**Selected passage:**
-------

In later years these off-road short cuts and rat runs, became the on-road cycle paths which are now followed after debriefing from a gig or an event, going through which images to edit stating reasoning and/or output criteria. Helping out, packing down a gig, leads to a lot of nocturnal wandering with a camera bag and usually some empty card space. These are the originating conditions for `The Overnight Express` and `The Shoe Leather Taxi` monikers and titling coming into being however, as usual the project morphs, expands and contracts, changing it in subtle ways. Hopefully this is evolving the project and not making a tangent of the concept altogether.
It has now evolved into cycle paths as this was one of the only ways in which to organise and catalogue the various shoots and images as the project expanded to include all the cycle paths of hull and hopefully leave a trace of what was once common place then updated and transformed beyond recognition. How could I then classify or construct the work into a project. When I could not classify the work produced in my own head. The only commonality was the walkabout theme, and there was no construct to the project. Hull has a splendid cycle network taking you through all the best parts of town, down well-lit safe passageways free from harm and molestation. This allows me to wander around with my camera gear, tripod and such, searching for the photographic menu of the day and this is a big part of the problem. Depending on the weather, the time of day, the surroundings if you are walking along the street and photograph something then something then surely it is a street photograph. Not quite it may have been taken with the wrong camera.
“What, the wrong camera?” you ask.
“Yes,” say the aficionado’s. “You must use the same camera for authenticity.”
“So I have to walk around like Négre and Atget with a bespoke hand-made plate camera and accoutrements to take street photographs? Waiting around for between twenty minutes and eight hours depending on the process? Are you mad? When I can walk around with a little rucksack and a couple of lens and get the same thing?”

-------

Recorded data
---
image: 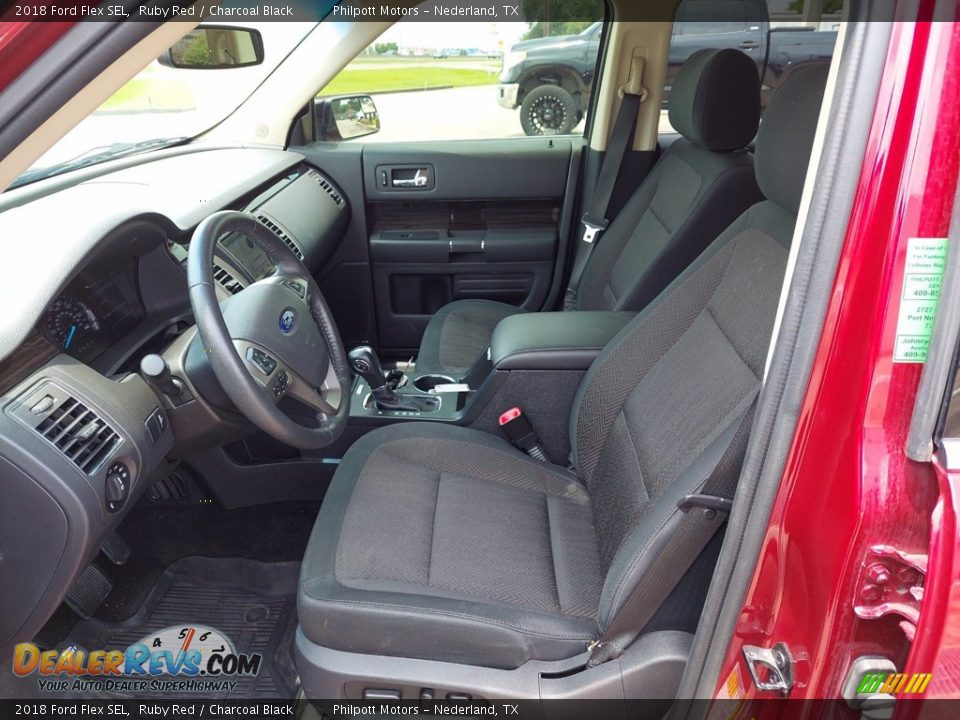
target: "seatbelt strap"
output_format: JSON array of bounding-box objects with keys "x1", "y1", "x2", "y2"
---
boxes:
[
  {"x1": 563, "y1": 88, "x2": 646, "y2": 310},
  {"x1": 587, "y1": 396, "x2": 759, "y2": 667}
]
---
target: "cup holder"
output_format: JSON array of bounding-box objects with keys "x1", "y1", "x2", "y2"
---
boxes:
[
  {"x1": 413, "y1": 375, "x2": 455, "y2": 392},
  {"x1": 386, "y1": 370, "x2": 410, "y2": 390}
]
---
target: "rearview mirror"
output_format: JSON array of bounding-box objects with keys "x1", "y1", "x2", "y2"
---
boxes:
[
  {"x1": 157, "y1": 25, "x2": 263, "y2": 70},
  {"x1": 314, "y1": 95, "x2": 380, "y2": 141}
]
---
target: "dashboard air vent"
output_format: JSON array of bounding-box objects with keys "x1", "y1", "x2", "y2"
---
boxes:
[
  {"x1": 36, "y1": 397, "x2": 120, "y2": 475},
  {"x1": 257, "y1": 213, "x2": 303, "y2": 260},
  {"x1": 307, "y1": 170, "x2": 345, "y2": 210},
  {"x1": 213, "y1": 262, "x2": 243, "y2": 295}
]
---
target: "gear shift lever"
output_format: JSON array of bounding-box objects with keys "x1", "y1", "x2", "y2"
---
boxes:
[
  {"x1": 347, "y1": 345, "x2": 437, "y2": 412},
  {"x1": 347, "y1": 345, "x2": 396, "y2": 400}
]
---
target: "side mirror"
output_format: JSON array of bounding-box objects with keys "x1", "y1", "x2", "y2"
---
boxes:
[
  {"x1": 157, "y1": 25, "x2": 263, "y2": 70},
  {"x1": 313, "y1": 95, "x2": 380, "y2": 141}
]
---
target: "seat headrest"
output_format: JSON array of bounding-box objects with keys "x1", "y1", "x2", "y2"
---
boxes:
[
  {"x1": 754, "y1": 62, "x2": 830, "y2": 213},
  {"x1": 670, "y1": 48, "x2": 760, "y2": 152}
]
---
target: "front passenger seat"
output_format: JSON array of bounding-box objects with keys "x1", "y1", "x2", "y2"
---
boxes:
[
  {"x1": 297, "y1": 65, "x2": 827, "y2": 698},
  {"x1": 417, "y1": 49, "x2": 760, "y2": 378}
]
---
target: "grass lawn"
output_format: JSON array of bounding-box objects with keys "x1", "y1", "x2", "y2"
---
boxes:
[{"x1": 320, "y1": 66, "x2": 498, "y2": 96}]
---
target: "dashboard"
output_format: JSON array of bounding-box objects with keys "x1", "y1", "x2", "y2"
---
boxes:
[
  {"x1": 40, "y1": 258, "x2": 146, "y2": 362},
  {"x1": 0, "y1": 147, "x2": 349, "y2": 647}
]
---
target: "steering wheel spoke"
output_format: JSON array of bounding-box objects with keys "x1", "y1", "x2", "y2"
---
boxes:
[
  {"x1": 285, "y1": 371, "x2": 341, "y2": 417},
  {"x1": 187, "y1": 211, "x2": 350, "y2": 448}
]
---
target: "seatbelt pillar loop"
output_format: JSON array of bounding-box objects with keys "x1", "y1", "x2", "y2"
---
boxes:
[{"x1": 580, "y1": 215, "x2": 610, "y2": 243}]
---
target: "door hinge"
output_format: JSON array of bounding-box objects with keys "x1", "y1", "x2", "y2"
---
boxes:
[
  {"x1": 743, "y1": 643, "x2": 794, "y2": 696},
  {"x1": 853, "y1": 545, "x2": 927, "y2": 642}
]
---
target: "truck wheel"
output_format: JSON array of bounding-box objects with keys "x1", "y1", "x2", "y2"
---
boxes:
[{"x1": 520, "y1": 85, "x2": 577, "y2": 135}]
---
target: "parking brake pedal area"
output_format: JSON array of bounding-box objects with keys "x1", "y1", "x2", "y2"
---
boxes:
[
  {"x1": 100, "y1": 533, "x2": 130, "y2": 565},
  {"x1": 66, "y1": 565, "x2": 113, "y2": 620}
]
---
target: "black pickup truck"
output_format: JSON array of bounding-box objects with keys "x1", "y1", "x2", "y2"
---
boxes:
[{"x1": 498, "y1": 0, "x2": 837, "y2": 135}]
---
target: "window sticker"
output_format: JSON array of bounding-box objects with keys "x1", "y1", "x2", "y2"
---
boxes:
[{"x1": 893, "y1": 238, "x2": 947, "y2": 363}]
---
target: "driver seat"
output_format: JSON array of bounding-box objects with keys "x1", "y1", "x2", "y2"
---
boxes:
[{"x1": 297, "y1": 65, "x2": 826, "y2": 680}]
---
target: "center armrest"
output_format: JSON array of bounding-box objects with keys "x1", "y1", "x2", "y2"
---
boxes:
[{"x1": 490, "y1": 310, "x2": 635, "y2": 370}]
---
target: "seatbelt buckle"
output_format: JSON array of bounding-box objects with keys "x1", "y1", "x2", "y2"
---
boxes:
[
  {"x1": 497, "y1": 407, "x2": 547, "y2": 462},
  {"x1": 677, "y1": 495, "x2": 733, "y2": 518},
  {"x1": 580, "y1": 215, "x2": 610, "y2": 243}
]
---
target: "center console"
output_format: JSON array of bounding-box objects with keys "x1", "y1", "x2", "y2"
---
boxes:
[{"x1": 349, "y1": 311, "x2": 634, "y2": 456}]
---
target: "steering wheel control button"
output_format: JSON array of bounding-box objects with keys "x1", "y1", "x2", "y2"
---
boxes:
[
  {"x1": 143, "y1": 408, "x2": 169, "y2": 442},
  {"x1": 247, "y1": 348, "x2": 277, "y2": 377},
  {"x1": 273, "y1": 370, "x2": 290, "y2": 397},
  {"x1": 280, "y1": 308, "x2": 297, "y2": 335},
  {"x1": 104, "y1": 462, "x2": 130, "y2": 512},
  {"x1": 280, "y1": 278, "x2": 307, "y2": 300}
]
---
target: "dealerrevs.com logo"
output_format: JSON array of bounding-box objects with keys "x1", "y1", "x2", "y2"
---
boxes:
[{"x1": 13, "y1": 625, "x2": 262, "y2": 692}]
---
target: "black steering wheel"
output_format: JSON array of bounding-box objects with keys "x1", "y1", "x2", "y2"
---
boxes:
[{"x1": 187, "y1": 211, "x2": 350, "y2": 449}]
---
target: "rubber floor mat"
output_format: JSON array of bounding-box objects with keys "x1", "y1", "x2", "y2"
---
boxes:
[{"x1": 46, "y1": 557, "x2": 300, "y2": 700}]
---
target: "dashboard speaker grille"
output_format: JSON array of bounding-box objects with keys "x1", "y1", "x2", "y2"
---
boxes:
[
  {"x1": 307, "y1": 170, "x2": 346, "y2": 210},
  {"x1": 36, "y1": 398, "x2": 120, "y2": 475},
  {"x1": 257, "y1": 213, "x2": 303, "y2": 260},
  {"x1": 213, "y1": 262, "x2": 243, "y2": 295}
]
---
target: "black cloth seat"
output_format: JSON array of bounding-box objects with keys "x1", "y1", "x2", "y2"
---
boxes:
[
  {"x1": 298, "y1": 66, "x2": 826, "y2": 668},
  {"x1": 300, "y1": 423, "x2": 602, "y2": 667},
  {"x1": 417, "y1": 49, "x2": 761, "y2": 378}
]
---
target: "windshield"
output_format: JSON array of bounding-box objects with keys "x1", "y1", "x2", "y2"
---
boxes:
[{"x1": 10, "y1": 22, "x2": 316, "y2": 188}]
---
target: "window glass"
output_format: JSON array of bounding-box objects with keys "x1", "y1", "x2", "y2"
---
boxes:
[
  {"x1": 660, "y1": 0, "x2": 842, "y2": 133},
  {"x1": 318, "y1": 0, "x2": 604, "y2": 142}
]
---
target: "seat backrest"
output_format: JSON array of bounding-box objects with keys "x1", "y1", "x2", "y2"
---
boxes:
[
  {"x1": 570, "y1": 64, "x2": 827, "y2": 627},
  {"x1": 576, "y1": 49, "x2": 761, "y2": 310}
]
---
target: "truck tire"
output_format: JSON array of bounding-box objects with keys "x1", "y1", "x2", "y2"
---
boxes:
[{"x1": 520, "y1": 85, "x2": 577, "y2": 135}]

-------

**Written tasks:**
1. Say whether each statement agrees with the passage about photographing Hull's cycle paths. Answer yes or no, and quote the words from the passage that decide it.
(a) Hull's cycle network runs along well-lit passageways.
(b) The project was built around cycle paths from its very beginning.
(c) The aficionados say any camera will do for street photographs.
2. Write the next paragraph of the passage about photographing Hull's cycle paths, starting right after its last line.

**The answers:**
1.
(a) Yes: "down well-lit safe passageways free from harm and molestation"
(b) No: "It has now evolved into cycle paths as this was one of the only ways in which to organise and catalogue the various shoots and images as the project expanded"
(c) No: "You must use the same camera for authenticity."

2.
“No, you need a Leica rangefinder 35mm camera.”
“That specific one, why?”
“Yes, for authenticity, Street photography is about hunting down the images, just like the masters of the style in the early to mid-twentieth century. Reportage style like in the newspapers. You must have heard of weegee?”
“Oh so you run round like little kids playing 1930`s news reporters, like Clark Kent or Lois Lane?”
Street photography has evolved alongside camera technology. Can you imagine Nadar turning down one of the latest camera and lens combinations and radio controlled flashguns, instead of lugging boatloads of equipment around the catacombs of Paris? I think some folk are a little too nostalgic, either that, or seek relevance, authority or egotism in gaining credit and meaning for their ethics more than their imagery. For others volumes of mediocre snapshots churned out every day with a furious passion, because hitting defining moments is a lottery of position and chance. So I have to be out there doing it every day, which gives them an authentic voice in the practice of chance. Some even complain they need new lenses and cameras to achieve the results expected and cannot understand why their images are not comparable to their Facebook counterparts, even though their tripod legs are in the exact same position. Some see the compositions and are not technical enough to capture the image, whilst others with equipment and technical ability cannot see past the viewfinder for that captured in manual focus human interest image.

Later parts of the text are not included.